Reproduce the passage of the normal distribution thread between "for example if" and "indicates a problem.", inclusive, word for word.

» QUOTED TEXT
— Start —

Cant seem to compute normal distribution

Question

I have interprated the formula in wikipedia in c# code, i do get a nice normal curve, but is it rational to get values that exceeds 1? isnt it suppose to be a distribution function?

this is the C# implementation :

        double up = Math.Exp(-Math.Pow(x , 2) / ( 2 * s * s ));
        double down = ( s * Math.Sqrt(2 * Math.PI) );
        return up / down;

i double checked it several times and it seems fine to me so whats wrong? my implementation or understanding?

for example if we define x=0 and s=0.1 this impl would return 3.989...

Answer 1

A distribution function, a pdf, has the property that its values are >= 0 and the integral of the pdf over -inf to +inf must be 1. But the integrand, that is the pdf, can take any value >= 0, including values greater than 1.

In other words, there is no reason, a priori, to believe that a pdf value > 1 indicates a problem.

— End —

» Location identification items

— Start —

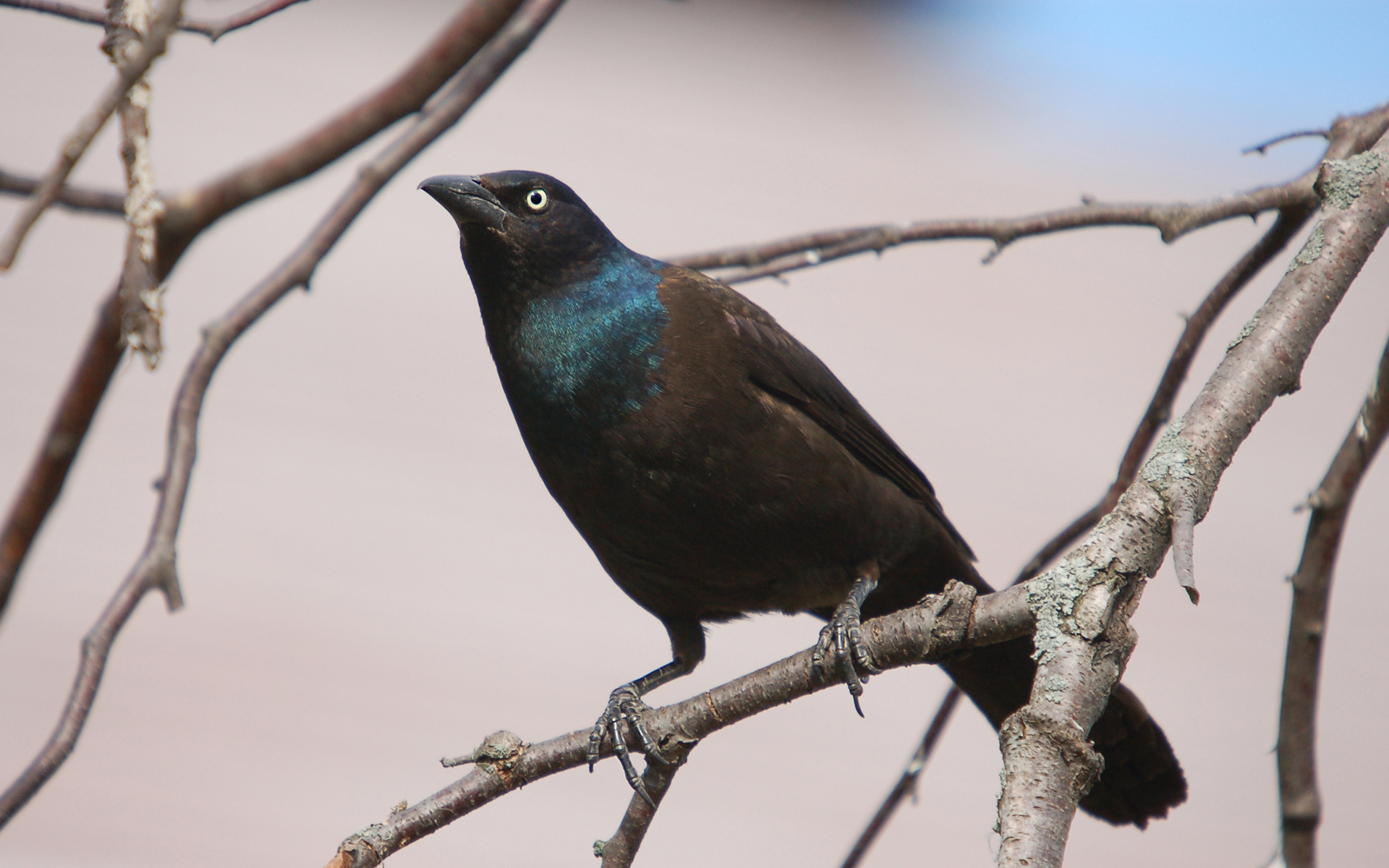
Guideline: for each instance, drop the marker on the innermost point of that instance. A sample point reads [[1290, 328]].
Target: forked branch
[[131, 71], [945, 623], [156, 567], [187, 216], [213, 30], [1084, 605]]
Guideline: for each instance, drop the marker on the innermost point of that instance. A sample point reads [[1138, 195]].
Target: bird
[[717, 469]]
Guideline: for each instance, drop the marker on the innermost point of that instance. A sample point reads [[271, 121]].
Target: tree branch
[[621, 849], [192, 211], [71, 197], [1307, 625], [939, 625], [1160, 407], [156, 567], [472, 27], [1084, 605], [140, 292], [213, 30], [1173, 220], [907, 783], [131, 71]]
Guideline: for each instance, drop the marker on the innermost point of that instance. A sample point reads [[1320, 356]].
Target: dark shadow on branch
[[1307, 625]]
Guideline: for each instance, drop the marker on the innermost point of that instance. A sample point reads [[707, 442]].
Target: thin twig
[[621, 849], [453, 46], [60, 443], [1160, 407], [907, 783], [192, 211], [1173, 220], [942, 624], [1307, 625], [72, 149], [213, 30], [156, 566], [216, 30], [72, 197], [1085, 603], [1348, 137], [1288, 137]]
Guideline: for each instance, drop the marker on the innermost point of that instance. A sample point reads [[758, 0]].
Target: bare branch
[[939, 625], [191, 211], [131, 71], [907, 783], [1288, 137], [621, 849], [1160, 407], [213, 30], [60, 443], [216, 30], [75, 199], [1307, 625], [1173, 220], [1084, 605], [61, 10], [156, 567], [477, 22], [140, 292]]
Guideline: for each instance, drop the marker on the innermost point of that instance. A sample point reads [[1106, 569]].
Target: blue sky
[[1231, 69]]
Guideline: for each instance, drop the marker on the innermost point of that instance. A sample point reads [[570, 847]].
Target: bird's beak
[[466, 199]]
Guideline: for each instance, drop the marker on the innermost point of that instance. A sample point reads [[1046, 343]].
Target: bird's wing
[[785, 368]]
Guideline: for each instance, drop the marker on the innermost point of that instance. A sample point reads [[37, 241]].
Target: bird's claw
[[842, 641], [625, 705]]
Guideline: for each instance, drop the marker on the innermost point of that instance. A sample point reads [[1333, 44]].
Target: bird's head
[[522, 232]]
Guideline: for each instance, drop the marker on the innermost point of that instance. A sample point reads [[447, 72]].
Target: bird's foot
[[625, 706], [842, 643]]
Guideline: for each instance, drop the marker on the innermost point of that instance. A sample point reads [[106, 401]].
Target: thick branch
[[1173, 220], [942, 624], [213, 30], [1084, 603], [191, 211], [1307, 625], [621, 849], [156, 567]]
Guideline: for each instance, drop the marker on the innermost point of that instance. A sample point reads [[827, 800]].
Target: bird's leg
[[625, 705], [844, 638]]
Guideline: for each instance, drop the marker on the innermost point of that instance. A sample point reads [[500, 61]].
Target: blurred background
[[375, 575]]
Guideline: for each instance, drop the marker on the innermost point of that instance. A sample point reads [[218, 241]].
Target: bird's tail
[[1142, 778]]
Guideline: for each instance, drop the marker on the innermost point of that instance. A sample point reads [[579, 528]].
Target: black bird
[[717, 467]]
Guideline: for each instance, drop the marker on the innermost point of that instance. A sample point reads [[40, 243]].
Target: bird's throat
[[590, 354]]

— End —
— Start —

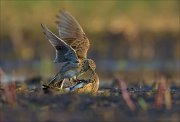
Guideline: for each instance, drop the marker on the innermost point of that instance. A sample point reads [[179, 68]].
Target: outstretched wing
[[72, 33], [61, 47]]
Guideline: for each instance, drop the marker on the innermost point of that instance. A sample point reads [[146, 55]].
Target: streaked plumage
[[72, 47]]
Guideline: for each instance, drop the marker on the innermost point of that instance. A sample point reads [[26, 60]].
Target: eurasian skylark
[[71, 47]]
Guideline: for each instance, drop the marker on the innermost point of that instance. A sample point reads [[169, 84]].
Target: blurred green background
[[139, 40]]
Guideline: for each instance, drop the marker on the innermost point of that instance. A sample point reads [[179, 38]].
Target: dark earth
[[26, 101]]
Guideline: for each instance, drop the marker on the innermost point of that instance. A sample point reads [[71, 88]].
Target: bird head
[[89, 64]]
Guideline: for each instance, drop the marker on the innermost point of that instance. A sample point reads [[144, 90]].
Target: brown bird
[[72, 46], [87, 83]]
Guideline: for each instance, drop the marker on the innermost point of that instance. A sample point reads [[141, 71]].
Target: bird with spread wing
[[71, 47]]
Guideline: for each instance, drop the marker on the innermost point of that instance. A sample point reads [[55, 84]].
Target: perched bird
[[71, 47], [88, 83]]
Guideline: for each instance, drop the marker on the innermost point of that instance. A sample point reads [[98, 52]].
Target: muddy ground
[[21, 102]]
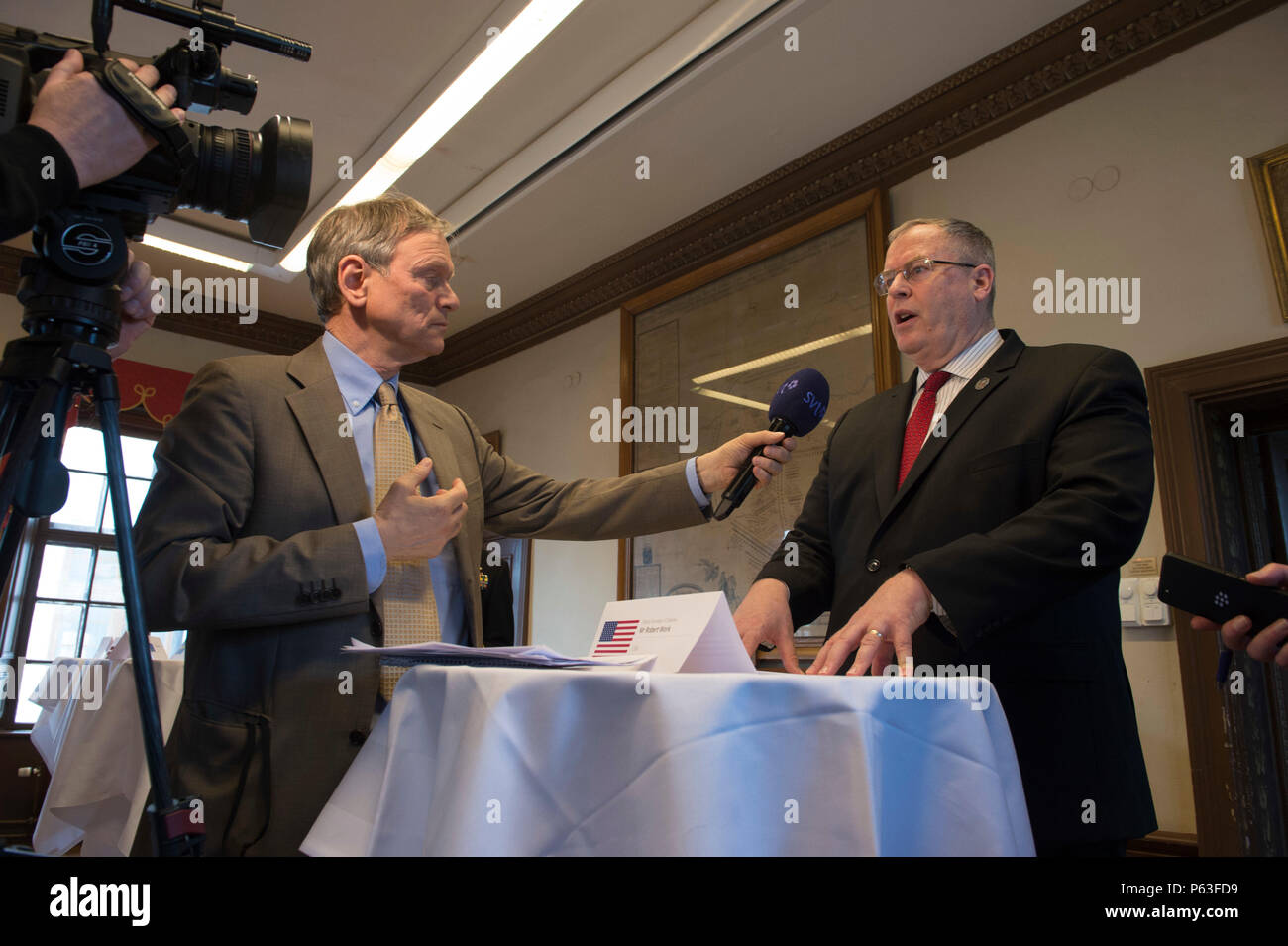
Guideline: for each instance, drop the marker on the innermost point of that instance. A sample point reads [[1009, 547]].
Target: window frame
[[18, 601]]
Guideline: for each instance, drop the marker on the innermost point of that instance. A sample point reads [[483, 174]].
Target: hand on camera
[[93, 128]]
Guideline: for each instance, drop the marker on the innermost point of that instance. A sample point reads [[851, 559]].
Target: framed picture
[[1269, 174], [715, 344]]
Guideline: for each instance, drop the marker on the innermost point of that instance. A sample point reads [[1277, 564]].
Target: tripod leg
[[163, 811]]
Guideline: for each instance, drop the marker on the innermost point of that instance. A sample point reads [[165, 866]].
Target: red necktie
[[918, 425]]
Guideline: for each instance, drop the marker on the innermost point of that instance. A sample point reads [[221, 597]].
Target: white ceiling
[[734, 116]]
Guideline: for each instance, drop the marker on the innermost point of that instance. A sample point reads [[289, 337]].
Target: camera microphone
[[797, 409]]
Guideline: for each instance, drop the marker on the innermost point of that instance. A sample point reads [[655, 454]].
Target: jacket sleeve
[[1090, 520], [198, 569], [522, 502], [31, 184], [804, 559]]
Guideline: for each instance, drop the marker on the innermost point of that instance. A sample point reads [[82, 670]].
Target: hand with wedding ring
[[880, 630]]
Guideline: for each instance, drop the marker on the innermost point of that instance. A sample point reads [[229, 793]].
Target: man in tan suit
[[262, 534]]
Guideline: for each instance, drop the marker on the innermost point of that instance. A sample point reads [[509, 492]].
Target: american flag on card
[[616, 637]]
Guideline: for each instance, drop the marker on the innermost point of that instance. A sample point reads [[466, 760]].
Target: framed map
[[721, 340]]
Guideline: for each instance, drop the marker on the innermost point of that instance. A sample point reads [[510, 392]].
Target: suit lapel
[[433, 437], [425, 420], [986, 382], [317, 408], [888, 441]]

— End —

» EXERCISE ANSWER
for example if we define x=0 and s=0.1 this impl would return 3.989...

Answer 1

A distribution function, a pdf, has the property that its values are >= 0 and the integral of the pdf over -inf to +inf must be 1. But the integrand, that is the pdf, can take any value >= 0, including values greater than 1.

In other words, there is no reason, a priori, to believe that a pdf value > 1 indicates a problem.